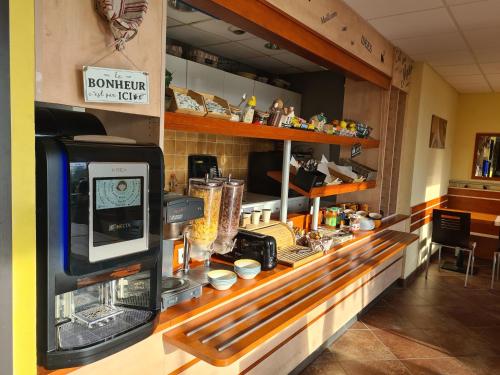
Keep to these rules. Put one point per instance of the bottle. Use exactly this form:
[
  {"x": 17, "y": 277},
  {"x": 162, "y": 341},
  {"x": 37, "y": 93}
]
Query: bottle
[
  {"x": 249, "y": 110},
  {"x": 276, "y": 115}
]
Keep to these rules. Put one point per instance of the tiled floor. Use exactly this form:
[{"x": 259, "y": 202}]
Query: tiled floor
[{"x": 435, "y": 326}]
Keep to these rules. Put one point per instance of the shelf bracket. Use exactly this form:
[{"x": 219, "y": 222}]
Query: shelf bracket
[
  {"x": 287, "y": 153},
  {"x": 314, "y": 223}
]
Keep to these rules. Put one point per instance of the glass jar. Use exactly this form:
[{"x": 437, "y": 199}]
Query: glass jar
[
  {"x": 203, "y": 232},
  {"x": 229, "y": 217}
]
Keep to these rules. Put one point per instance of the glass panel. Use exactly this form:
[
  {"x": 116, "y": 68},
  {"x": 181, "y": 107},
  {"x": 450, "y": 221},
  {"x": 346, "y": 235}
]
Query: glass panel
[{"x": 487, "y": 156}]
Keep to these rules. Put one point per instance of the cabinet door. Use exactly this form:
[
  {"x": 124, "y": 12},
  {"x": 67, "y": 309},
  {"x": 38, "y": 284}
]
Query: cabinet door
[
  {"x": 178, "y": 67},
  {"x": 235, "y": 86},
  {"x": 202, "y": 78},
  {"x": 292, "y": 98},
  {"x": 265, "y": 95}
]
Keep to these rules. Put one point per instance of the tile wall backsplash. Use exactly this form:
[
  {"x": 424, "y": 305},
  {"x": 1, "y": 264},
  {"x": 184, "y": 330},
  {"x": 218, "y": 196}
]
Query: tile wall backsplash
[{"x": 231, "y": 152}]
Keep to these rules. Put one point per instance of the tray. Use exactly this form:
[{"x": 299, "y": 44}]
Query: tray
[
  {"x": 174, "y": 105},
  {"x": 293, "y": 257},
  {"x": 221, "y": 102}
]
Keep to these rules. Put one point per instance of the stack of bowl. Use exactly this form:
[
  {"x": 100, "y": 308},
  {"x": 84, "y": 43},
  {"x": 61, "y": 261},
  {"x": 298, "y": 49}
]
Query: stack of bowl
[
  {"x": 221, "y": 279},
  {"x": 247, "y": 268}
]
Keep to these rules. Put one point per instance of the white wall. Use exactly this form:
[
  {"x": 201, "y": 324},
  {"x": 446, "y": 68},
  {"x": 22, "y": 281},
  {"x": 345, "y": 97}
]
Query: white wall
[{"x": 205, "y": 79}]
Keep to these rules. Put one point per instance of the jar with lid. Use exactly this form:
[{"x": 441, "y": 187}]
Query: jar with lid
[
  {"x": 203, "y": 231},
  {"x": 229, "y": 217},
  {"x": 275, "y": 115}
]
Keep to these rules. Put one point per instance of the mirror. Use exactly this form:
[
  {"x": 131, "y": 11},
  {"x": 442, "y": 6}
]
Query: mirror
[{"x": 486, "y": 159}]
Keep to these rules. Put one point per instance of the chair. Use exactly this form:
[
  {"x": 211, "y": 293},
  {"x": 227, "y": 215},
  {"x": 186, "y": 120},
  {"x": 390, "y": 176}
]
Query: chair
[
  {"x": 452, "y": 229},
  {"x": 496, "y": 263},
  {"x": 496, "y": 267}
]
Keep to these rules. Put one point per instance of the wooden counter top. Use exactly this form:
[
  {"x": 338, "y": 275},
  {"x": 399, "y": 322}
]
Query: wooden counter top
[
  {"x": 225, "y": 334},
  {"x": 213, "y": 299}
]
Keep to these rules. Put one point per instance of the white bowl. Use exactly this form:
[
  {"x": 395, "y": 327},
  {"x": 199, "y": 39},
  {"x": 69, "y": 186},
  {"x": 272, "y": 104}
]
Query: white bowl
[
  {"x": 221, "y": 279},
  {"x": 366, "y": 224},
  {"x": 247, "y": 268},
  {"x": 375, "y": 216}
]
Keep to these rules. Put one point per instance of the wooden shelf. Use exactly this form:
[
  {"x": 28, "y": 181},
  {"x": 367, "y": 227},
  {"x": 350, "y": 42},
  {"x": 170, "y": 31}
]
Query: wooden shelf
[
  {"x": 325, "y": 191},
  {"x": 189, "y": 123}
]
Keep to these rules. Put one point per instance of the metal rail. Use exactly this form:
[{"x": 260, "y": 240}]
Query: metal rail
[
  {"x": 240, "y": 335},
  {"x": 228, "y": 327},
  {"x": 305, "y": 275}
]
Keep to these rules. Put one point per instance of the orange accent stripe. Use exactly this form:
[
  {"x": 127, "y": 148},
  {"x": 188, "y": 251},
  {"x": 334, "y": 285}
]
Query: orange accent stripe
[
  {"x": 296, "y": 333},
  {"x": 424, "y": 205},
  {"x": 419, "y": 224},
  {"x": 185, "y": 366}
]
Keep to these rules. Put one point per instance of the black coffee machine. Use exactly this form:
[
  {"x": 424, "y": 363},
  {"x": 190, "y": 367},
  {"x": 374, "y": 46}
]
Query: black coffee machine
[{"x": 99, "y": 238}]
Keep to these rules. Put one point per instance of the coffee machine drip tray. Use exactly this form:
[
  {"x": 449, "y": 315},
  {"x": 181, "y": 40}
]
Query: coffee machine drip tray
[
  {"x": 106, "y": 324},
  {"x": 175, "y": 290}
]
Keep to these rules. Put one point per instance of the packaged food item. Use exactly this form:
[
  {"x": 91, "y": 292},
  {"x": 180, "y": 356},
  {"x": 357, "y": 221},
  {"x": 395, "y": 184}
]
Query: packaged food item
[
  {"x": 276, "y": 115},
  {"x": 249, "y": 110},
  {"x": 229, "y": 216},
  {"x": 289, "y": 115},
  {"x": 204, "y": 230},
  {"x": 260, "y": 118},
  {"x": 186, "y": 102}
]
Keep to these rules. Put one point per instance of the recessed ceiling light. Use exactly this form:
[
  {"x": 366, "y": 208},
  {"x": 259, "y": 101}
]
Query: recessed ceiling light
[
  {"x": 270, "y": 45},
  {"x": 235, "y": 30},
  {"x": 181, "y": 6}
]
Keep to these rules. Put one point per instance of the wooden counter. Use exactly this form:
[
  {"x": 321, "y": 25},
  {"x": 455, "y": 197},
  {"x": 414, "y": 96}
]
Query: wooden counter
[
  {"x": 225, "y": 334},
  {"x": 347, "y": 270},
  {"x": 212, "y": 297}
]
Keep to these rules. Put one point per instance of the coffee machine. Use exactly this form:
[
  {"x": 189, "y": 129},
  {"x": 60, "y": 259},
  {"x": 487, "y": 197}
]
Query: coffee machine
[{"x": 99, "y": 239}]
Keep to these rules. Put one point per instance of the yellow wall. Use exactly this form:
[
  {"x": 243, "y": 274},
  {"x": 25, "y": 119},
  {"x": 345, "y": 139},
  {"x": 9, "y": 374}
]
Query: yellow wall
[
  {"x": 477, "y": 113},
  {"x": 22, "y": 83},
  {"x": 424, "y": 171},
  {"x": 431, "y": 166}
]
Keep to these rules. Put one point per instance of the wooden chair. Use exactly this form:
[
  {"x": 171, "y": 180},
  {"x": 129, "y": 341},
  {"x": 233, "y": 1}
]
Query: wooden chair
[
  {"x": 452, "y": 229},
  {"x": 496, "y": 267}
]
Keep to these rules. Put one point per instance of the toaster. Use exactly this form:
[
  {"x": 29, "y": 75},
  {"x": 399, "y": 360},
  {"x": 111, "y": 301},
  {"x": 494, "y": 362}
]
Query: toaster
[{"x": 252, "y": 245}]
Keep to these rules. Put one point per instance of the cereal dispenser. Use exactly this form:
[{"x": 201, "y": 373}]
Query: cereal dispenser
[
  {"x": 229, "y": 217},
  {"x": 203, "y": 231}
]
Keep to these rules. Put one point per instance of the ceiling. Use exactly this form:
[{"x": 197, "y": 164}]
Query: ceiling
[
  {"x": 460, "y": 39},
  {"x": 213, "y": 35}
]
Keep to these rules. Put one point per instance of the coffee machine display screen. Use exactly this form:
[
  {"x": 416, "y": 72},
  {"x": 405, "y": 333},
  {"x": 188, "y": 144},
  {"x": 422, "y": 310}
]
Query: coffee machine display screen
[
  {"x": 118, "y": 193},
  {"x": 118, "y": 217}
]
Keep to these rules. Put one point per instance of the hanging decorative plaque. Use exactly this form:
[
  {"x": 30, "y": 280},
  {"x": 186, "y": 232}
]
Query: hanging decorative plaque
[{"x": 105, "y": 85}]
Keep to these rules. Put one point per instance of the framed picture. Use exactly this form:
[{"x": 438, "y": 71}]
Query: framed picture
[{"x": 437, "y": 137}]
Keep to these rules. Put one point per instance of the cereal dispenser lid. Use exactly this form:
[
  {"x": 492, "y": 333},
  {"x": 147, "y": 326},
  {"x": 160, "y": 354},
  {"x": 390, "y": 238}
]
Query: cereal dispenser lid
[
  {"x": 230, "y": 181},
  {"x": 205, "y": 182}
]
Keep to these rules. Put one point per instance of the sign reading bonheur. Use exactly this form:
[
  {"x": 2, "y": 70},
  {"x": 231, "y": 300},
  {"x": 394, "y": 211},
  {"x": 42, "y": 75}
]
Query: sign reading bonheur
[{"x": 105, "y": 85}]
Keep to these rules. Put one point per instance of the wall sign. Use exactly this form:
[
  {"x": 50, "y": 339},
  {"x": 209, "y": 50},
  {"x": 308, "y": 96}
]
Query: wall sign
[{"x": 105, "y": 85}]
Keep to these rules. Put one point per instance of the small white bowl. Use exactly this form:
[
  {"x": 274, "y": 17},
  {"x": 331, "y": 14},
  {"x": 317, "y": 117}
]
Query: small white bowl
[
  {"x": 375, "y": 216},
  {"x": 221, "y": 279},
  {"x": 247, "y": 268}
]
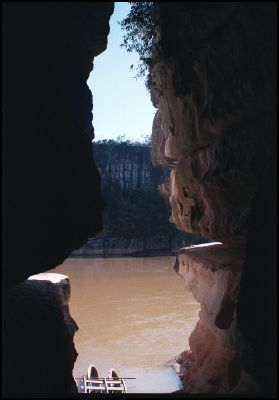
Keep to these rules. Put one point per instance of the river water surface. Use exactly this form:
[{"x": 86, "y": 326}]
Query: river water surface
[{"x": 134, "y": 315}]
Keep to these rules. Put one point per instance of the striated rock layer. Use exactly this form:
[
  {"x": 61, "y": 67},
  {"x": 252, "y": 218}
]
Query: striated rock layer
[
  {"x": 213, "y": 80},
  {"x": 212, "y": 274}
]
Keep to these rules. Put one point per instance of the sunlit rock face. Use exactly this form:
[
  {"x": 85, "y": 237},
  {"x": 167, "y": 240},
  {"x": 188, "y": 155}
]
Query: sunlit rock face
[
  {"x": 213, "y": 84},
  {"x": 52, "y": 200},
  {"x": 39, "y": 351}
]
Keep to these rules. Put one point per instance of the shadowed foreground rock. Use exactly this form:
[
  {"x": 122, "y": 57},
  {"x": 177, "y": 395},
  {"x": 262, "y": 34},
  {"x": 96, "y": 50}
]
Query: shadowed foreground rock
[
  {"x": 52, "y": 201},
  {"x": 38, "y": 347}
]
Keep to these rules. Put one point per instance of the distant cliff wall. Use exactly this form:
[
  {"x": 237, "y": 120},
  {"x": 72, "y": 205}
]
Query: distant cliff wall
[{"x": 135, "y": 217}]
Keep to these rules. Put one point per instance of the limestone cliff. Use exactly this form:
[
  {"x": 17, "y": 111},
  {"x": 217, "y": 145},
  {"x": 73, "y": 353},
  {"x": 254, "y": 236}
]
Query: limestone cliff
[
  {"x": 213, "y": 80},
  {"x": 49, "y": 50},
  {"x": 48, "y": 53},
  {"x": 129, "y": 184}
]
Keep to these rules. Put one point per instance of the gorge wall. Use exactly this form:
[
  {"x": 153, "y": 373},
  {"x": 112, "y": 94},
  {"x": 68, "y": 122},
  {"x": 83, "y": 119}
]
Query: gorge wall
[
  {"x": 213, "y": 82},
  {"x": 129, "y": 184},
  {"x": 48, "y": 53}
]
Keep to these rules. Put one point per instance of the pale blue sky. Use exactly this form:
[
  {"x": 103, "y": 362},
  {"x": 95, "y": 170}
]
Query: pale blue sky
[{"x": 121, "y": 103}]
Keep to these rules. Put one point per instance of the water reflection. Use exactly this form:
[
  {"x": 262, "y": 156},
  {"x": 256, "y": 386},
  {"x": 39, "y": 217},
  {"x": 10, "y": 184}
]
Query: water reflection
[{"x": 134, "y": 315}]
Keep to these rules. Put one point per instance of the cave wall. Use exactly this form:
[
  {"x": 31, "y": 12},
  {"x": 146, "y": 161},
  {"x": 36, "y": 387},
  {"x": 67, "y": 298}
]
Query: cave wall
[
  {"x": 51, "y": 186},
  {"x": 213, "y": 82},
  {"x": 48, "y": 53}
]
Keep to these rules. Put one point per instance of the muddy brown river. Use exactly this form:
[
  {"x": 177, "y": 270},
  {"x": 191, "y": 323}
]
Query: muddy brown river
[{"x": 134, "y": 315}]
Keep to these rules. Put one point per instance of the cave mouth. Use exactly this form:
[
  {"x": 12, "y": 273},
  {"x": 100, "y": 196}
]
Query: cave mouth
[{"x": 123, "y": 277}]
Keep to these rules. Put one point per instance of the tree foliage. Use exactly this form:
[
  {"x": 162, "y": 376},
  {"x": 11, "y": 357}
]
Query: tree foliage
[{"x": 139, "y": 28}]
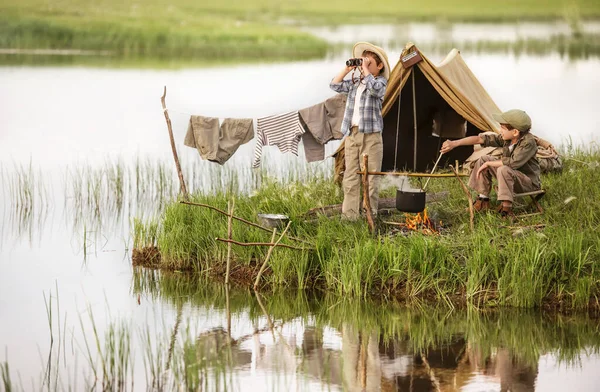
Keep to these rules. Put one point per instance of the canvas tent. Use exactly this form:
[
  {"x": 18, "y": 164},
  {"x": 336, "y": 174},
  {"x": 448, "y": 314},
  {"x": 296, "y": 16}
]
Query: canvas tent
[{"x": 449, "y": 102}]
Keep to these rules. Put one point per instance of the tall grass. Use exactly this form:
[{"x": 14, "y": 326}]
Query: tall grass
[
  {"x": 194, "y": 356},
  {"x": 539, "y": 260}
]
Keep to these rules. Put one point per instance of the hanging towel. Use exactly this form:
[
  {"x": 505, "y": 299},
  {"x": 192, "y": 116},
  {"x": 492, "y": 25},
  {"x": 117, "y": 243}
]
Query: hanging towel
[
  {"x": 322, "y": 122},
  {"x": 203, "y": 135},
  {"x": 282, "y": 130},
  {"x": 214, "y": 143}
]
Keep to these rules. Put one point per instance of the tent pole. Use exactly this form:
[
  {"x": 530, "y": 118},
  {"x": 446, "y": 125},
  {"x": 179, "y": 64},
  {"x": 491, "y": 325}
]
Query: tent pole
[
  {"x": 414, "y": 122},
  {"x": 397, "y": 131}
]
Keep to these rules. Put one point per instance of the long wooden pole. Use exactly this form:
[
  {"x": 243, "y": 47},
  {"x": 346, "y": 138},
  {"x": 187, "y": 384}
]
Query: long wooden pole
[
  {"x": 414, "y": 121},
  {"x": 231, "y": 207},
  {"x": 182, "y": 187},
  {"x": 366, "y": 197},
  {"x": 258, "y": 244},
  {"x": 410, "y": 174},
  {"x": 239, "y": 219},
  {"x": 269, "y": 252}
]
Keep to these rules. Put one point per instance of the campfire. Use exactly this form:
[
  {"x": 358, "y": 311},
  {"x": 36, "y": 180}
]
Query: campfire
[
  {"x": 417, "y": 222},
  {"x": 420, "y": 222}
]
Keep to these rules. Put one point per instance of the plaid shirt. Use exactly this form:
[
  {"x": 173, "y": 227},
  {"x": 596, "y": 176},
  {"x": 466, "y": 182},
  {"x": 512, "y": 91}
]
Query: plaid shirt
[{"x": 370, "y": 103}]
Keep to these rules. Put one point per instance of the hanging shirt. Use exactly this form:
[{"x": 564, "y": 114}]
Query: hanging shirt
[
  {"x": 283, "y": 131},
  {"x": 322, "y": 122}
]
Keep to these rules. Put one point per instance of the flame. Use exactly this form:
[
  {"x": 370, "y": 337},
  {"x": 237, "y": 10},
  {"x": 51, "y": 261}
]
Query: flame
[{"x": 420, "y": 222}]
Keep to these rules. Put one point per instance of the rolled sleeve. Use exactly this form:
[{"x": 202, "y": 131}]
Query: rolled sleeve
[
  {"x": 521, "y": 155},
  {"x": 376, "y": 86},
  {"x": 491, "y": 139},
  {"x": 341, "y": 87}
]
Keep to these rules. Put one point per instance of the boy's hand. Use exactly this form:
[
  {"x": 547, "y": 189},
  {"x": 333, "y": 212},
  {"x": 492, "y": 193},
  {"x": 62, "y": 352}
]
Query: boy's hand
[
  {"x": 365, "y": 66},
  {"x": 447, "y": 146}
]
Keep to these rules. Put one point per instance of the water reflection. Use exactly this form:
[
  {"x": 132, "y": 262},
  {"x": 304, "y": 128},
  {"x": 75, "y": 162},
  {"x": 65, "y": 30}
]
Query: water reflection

- - - - - - -

### Task instructions:
What is needed is an exact copy of the lines from the one containing "Query: rolled sleeve" through the last line of the records above, both included.

### Your response:
Query: rolled sleeve
[
  {"x": 521, "y": 155},
  {"x": 376, "y": 86},
  {"x": 491, "y": 139},
  {"x": 341, "y": 87}
]
Keep to these rules. Put one point per instance of the boy's hand. Use exactly this form:
[
  {"x": 547, "y": 189},
  {"x": 333, "y": 212},
  {"x": 492, "y": 193},
  {"x": 62, "y": 352}
]
Query: boy's hand
[
  {"x": 365, "y": 66},
  {"x": 447, "y": 146}
]
Keep to these rules. Put one point per instance of the water reflection. Use exactly this form:
[
  {"x": 132, "y": 262},
  {"x": 304, "y": 128},
  {"x": 75, "y": 162},
  {"x": 65, "y": 30}
]
Query: water reflection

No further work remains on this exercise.